EXERCISE DESCRIPTION: In the records below, find the line containing "dirt ground in the photo above."; copy exactly that line and all lines after it to the end, and nothing else.

RECORDS FOR PROCESSING:
----------
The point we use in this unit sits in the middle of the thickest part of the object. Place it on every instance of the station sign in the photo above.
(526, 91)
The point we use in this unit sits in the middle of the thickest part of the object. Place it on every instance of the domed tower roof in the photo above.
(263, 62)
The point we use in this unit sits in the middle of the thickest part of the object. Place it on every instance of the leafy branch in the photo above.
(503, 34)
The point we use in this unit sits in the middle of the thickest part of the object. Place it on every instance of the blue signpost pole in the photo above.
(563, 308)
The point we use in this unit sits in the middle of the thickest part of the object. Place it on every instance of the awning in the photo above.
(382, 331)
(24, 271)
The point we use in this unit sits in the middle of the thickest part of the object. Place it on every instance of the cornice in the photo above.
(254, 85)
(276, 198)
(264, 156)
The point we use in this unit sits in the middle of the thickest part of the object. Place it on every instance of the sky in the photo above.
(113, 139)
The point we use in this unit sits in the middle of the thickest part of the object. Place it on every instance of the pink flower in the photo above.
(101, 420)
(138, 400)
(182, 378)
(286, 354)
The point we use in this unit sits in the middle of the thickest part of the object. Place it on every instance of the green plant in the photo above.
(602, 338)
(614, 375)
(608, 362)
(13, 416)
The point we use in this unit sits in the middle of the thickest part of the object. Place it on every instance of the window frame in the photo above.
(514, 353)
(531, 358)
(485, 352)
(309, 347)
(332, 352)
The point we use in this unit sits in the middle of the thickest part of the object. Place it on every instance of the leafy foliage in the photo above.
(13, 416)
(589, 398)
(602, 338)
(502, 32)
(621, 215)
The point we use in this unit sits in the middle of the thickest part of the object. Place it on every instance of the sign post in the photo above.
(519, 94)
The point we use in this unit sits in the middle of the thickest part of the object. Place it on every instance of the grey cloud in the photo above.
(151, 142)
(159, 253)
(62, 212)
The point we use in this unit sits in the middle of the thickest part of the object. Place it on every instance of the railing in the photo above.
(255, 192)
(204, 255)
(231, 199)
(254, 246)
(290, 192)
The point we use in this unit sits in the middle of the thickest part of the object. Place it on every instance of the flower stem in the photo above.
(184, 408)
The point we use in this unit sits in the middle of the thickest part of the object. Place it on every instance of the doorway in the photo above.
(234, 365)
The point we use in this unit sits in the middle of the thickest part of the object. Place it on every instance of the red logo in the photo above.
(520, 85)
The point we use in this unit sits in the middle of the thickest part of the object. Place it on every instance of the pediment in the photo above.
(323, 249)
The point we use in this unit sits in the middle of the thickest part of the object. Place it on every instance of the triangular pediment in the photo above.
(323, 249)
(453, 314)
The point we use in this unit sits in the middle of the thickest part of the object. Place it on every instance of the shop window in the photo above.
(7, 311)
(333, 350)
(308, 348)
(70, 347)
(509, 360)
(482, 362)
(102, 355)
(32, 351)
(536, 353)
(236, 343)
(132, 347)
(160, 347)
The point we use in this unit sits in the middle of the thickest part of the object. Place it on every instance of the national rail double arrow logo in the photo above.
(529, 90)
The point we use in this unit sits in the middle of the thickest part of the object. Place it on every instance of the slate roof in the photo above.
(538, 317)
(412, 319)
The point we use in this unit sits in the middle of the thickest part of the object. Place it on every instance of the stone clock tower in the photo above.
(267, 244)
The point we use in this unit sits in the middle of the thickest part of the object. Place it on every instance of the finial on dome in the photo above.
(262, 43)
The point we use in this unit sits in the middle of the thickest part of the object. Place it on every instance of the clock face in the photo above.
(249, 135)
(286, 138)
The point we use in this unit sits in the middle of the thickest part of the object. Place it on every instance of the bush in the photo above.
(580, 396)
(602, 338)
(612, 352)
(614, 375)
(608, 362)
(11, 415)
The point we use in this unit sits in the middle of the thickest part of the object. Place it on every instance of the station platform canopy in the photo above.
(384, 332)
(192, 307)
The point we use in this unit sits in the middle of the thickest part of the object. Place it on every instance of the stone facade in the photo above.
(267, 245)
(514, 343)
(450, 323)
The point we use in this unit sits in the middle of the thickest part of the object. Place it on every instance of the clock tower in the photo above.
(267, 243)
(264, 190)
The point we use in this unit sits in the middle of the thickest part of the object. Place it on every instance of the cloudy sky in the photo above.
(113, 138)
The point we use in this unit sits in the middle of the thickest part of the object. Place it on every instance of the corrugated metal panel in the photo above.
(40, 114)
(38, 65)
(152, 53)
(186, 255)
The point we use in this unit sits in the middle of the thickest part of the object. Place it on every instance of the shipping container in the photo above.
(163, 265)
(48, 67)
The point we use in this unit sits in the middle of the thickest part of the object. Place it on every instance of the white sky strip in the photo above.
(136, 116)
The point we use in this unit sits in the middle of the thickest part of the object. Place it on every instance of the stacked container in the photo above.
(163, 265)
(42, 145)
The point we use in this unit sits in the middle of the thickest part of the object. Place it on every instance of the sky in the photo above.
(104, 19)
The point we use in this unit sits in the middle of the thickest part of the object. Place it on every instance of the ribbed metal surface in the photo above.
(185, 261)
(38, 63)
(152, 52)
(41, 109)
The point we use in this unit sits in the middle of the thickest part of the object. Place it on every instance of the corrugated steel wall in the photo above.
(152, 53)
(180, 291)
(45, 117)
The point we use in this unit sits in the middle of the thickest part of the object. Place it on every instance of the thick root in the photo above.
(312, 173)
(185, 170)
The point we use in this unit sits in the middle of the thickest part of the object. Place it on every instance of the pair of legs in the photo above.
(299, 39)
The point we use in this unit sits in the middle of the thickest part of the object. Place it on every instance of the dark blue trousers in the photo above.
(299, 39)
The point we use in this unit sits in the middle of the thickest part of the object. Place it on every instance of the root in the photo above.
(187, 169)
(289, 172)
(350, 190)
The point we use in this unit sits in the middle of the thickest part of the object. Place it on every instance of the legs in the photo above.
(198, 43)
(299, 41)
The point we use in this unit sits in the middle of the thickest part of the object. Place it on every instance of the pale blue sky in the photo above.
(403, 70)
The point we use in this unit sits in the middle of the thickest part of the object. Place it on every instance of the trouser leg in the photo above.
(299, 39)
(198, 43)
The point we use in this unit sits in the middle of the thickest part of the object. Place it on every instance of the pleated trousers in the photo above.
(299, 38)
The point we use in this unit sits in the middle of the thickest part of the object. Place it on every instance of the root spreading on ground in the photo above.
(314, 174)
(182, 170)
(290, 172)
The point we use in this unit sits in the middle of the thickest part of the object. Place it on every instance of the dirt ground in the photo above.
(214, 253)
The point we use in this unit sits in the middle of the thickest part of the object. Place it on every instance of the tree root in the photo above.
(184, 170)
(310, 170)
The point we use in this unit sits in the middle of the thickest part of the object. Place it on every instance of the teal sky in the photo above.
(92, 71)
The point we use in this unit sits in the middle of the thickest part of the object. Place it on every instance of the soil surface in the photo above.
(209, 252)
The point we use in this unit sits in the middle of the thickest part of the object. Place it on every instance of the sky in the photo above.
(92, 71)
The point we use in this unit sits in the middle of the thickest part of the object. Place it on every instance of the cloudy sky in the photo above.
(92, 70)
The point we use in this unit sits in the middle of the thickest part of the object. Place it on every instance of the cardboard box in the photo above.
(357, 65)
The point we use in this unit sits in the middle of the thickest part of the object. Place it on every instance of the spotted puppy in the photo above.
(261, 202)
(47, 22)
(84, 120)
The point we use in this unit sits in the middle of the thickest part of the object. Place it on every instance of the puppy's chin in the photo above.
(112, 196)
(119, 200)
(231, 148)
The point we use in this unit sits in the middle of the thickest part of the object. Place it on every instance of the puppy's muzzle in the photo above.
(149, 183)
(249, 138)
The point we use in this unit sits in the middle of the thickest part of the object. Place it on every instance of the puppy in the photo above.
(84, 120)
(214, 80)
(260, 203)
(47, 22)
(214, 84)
----------
TASK OUTPUT:
The point we use in this unit sits in the middle of the thickest part of the object. Place it on every instance of the dirt ground in the photo above.
(214, 253)
The point we use in this unit sits in the middle of the thickest part of the object. Place it on every instance of the tree root in the photo above.
(184, 170)
(310, 170)
The point we use in this unit sits in the middle of the thickest part of the object. Place it on every instance of the teal sky in the photo above.
(92, 71)
The point we use in this unit sits in the middle of the thickest part of the object. Place it on every instance of the soil surface in the photo above.
(209, 252)
The point we use in this unit sits in the middle of the thickest part of the object. Place it on every instance of the sky in the photo above.
(92, 71)
The point we use in this unit sits in the middle of the thickest part of the object. Place it on every instance of the cloudy sky in the photo above.
(92, 70)
The point we use in this unit sits in the middle of the thickest part of the object. Place it on every instance of the cardboard box in the photo above.
(357, 65)
The point we use in this unit sits in the middle of the thickest part of the object. Place it on every instance of the spotted puppy in the photo above.
(261, 202)
(47, 22)
(84, 120)
The point we use in this unit sits in the middle of the thickest part of the object. Place it on every instance of the puppy's chin in the photo above.
(112, 196)
(119, 200)
(231, 148)
The point we use in this unit sits in the middle of the thickest part of the object. Place it on every instance of the puppy's muzzle in the photo above.
(149, 183)
(249, 138)
The point we use in this unit sits in the middle of the thickest part of the object. Place it on every instance of the puppy in the photo above.
(84, 120)
(214, 80)
(260, 203)
(47, 22)
(214, 84)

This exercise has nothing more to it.